▶ THINGS TO DO:
**1)** Check each statement against the AutomatedMLPack project page and answer yes or no, quoting the words from the page that decide it: (a) the project took two weeks; (b) the package handles classification tasks only; (c) the command-line script is named run_train_pipeline.py.
**2)** Pick up the AutomatedMLPack project page after the last sentence of its abstract and keep writing it.

▶ PASSAGE PROVIDED:
=-=-=-=-=

AutomatedMLPack: A Python Package for End-to-End Automated Machine Learning

  • Client or Institution: Internal / Random Project
  • Project Goal: To streamline the end-to-end machine learning workflow—from data ingestion to evaluation and visualization—using a command-line-enabled Python package
  • Tools Used: Python, Scikit-learn, Matplotlib, Seaborn, NumPy, Pandas, argparse
  • Duration: 2 weeks
  • Outcome: Fully functional and reusable Python package supporting classification and regression with CLI control
  • Link: GitHub Repository

Command-Line Simplicity Meets Full-Stack ML Functionality

Abstract

AutomatedMLPack is a Python-based automation toolkit for machine learning that simplifies the data science pipeline. I built this package to support automated training and evaluation of multiple models on tabular datasets, using simple command-line arguments. The package includes modular scripts for ingestion, preprocessing, model training, performance comparison, and result visualization. Its CLI interface (run_train_pipeline.py) enables fast, repeatable experiments on classification or regression tasks with feature selection, model tuning, and logging.

=-=-=-=-=

▶ PROVIDED MATERIAL:

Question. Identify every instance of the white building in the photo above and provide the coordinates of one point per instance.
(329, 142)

=-=-=-=-=

▶ REPLIES:
**1)**
(a) Yes: "Duration: 2 weeks"
(b) No: "supporting classification and regression with CLI control"
(c) Yes: "Its CLI interface (run_train_pipeline.py)"

**2)**
🧠 Background & Problem Statement

Despite the growing demand for ML solutions, many workflows remain inefficient—requiring repetitive code and manual parameter tracking. The goal of this project was to automate key ML stages while keeping the interface accessible via a simple CLI.

The challenge was to design a package that is flexible for both beginners and experienced practitioners—supporting any tabular dataset, custom feature engineering, optional scaling, and advanced model benchmarking.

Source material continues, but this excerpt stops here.